━━ MATERIALS PROVIDED

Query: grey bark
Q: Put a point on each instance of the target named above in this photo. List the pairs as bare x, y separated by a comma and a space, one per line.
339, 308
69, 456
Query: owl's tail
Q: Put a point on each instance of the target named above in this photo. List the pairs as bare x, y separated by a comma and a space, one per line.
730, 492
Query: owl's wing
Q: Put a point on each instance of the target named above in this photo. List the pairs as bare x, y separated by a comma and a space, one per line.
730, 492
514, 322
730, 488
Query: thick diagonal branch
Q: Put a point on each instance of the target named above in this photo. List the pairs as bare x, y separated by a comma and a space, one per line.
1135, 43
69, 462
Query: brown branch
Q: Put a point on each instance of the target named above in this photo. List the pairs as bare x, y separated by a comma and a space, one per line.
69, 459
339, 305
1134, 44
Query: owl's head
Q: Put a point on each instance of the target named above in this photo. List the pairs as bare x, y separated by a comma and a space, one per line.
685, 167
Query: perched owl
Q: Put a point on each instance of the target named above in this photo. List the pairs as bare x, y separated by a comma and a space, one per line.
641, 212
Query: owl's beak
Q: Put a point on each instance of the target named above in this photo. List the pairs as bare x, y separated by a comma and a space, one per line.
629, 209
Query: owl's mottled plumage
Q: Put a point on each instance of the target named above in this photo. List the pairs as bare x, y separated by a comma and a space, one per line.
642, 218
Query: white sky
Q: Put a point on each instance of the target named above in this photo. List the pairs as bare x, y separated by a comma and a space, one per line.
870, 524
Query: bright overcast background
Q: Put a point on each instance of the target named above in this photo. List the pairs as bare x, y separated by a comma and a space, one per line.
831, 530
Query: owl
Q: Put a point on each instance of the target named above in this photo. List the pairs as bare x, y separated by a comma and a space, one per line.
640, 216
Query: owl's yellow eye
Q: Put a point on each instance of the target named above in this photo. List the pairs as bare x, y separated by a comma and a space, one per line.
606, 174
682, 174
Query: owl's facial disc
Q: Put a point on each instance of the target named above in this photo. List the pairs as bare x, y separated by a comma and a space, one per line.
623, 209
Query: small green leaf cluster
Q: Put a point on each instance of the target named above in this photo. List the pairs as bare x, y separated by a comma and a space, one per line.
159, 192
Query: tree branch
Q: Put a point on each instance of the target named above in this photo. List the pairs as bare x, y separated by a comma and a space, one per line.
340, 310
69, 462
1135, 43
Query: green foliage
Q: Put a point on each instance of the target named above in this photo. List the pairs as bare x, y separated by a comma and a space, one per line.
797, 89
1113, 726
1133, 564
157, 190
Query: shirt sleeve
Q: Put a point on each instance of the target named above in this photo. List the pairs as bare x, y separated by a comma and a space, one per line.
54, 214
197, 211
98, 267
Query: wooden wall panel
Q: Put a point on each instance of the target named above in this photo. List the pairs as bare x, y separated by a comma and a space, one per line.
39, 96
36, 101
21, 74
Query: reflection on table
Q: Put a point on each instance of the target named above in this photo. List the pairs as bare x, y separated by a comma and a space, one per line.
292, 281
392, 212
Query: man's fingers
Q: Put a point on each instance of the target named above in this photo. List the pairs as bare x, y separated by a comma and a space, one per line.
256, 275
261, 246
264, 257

━━━━

**EXERCISE GOAL**
Reproduce exactly the lines above from the line with "Query: brown branch" to the line with "Query: perched owl", including both, and add nothing.

**ANSWER TO THIS EXERCISE**
Query: brown branch
Q: Put a point on each instance of the target named above in this photo. List the pairs as bare x, y separated by a comma and a space, one per line.
69, 459
339, 305
1134, 44
Query: owl's head
Q: Put a point on each instance of the target named above in this photo. List the pairs as bare x, y separated by a comma and a space, one per line.
685, 167
Query: perched owl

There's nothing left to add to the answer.